WHAT THE TASK ASKS –
From the line that contains "[[1122, 796]]" to the last line of the records below, copy everything exactly, both ends included.

═══ WORKING DATA

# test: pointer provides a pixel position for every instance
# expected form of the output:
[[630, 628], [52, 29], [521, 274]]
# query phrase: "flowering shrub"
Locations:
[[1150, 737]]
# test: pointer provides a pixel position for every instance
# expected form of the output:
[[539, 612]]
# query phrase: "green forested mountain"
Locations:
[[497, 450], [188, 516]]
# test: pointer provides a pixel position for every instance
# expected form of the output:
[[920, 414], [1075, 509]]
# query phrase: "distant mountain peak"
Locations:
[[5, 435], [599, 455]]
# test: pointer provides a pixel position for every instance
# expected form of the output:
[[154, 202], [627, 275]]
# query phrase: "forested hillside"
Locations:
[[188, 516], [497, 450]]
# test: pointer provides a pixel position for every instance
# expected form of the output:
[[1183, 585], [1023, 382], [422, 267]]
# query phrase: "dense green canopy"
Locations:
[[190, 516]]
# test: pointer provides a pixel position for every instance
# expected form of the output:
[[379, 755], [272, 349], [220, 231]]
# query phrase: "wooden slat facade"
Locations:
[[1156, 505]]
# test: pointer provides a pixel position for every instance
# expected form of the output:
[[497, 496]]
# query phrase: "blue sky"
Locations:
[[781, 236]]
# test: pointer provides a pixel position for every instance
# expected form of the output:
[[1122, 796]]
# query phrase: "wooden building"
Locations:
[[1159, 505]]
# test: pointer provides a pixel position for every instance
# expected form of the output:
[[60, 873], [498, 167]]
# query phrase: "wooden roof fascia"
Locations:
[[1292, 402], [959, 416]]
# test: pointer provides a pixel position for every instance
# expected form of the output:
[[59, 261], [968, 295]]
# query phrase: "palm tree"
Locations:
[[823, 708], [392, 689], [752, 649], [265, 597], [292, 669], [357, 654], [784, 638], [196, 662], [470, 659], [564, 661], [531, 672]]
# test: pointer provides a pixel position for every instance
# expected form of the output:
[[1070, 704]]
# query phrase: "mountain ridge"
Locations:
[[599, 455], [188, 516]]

══════

OUTPUT OF THE EXERCISE –
[[1122, 796]]
# query phrase: "wooden building"
Locations:
[[1159, 505]]
# test: pointer provides a pixel position for every instance
# expected form of the output:
[[60, 873], [498, 167]]
# query phrase: "wooden roof fascia"
Locations:
[[1292, 402], [959, 416]]
# test: pointer provides a pixel position for every instance
# expected form of the output:
[[59, 261], [968, 295]]
# query phrase: "palm tree"
Locations:
[[823, 708], [392, 689], [752, 649], [265, 597], [292, 669], [357, 654], [784, 638], [196, 662], [470, 659], [564, 661], [531, 672]]
# test: pointer provides a pixel position for every instance
# expected form of the output:
[[1070, 704]]
# query phrase: "mountain ridge"
Locations:
[[599, 455], [188, 516]]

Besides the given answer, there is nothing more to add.